● TEXT PASSAGE:
---+---

For the latter, Universal Music Group (UMG) just acquired another NFT from the Bored Ape Yacht Club (BAYC) collection to front UMG’s metaverse band, Kingship. Get out your 2022 bingo card, because this has it all.
Yes, that’s right: a metaverse band. UMG has been pouring money into Kingship since November. All of the members are NFTs, and though the company hasn’t said how much it spent on all the NFTs, two of the ones it already owned were priced at about $125,000 in November.
The ape-led music group will eventually produce music and perform virtual concerts in the metaverse, according to the company.
“NFTs are going to have many use cases that go beyond [just] art,” McNelis told Blockworks.
McNelis and all Bored Ape collectors became eligible to claim 10,000 Apecoins (APE) on Thursday, in connection with the ApeDAO. APE is trading up 4.92% on the hour at $14.4 per token.

---+---

● DATASET ENTRIES:
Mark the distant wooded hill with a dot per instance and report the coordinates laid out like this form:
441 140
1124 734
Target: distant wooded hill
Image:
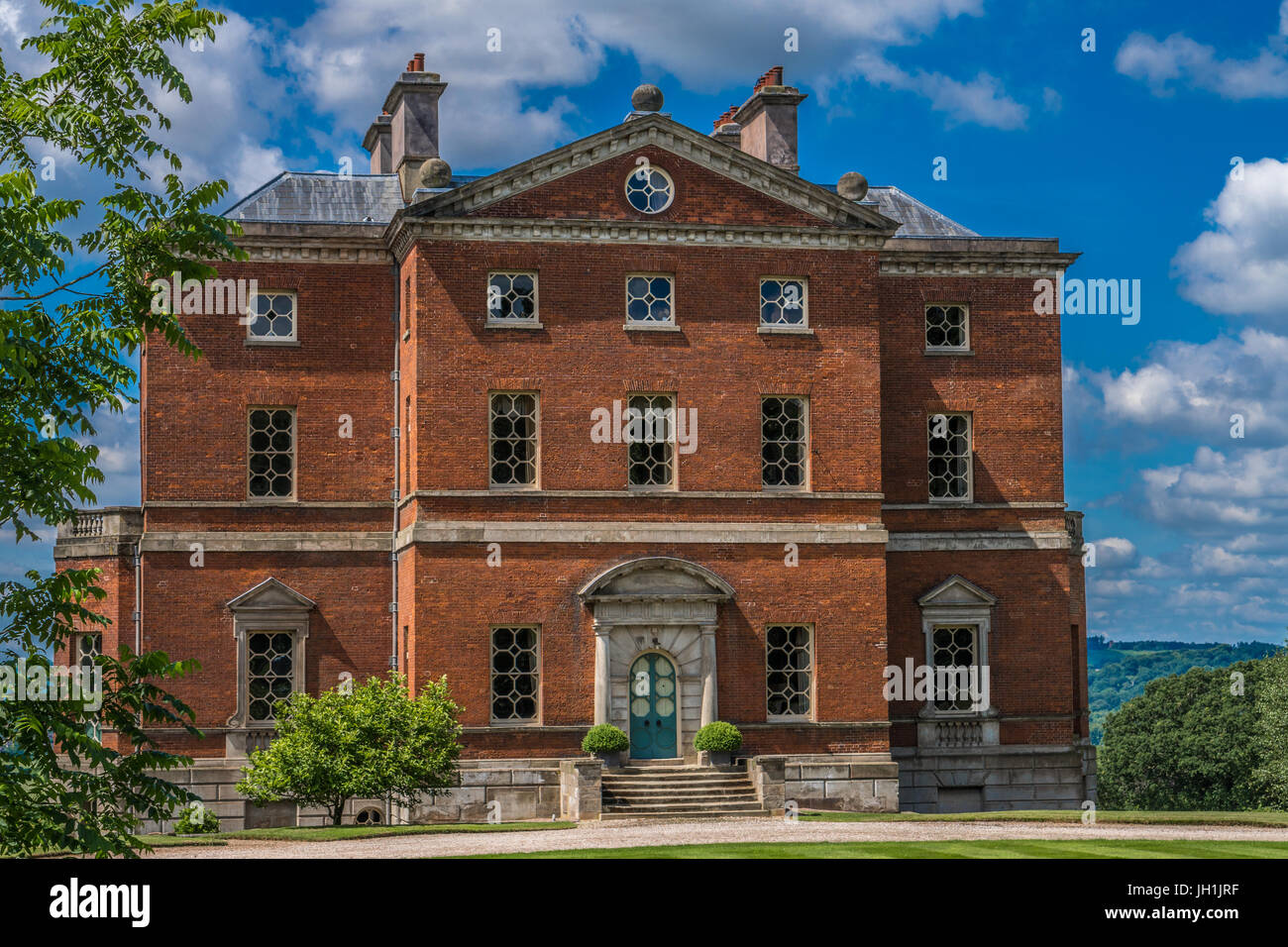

---+---

● PROBLEMS AND TASKS:
A) Using the Kingship passage, explain in one to three sentences why Universal Music Group acquired another Bored Ape Yacht Club NFT.
B) Resume the Kingship passage after its last sentence.
The lines are separate material and are not part of the Kingship passage.

● THE RESULTS:
A) Universal Music Group acquired the Bored Ape Yacht Club NFT to front Kingship, its metaverse band. All of the band's members are NFTs, and the group will eventually produce music and perform virtual concerts in the metaverse.

B)
The announcement discloses that in addition to purchasing the latest BAYC, KINGSHIP’s official website and Discord have been launched. The new site and Discord channel aim to “provide fans and the collector community with information about the group’s activities, new developments including access to the allowlist and future activations.”

UMG has been delving into NFT technology quite a bit this year, as the company revealed a partnership with the NFT marketplace Curio in mid-February. At the time, the entertainment giant said it had plans to showcase NFTs tied to the firm’s many music labels and hit recording artists. During the first week of March, UMG announced a partnership with Billboard and the Flow blockchain.
The fact that UMG is creating a cartoon-character-led band with NFTs bought and sold on a public, immutable distributed ledger is new for a label that has made its name with decidedly more conventional artists. But this isn’t the first venture into the music scene for BAYC characters in general.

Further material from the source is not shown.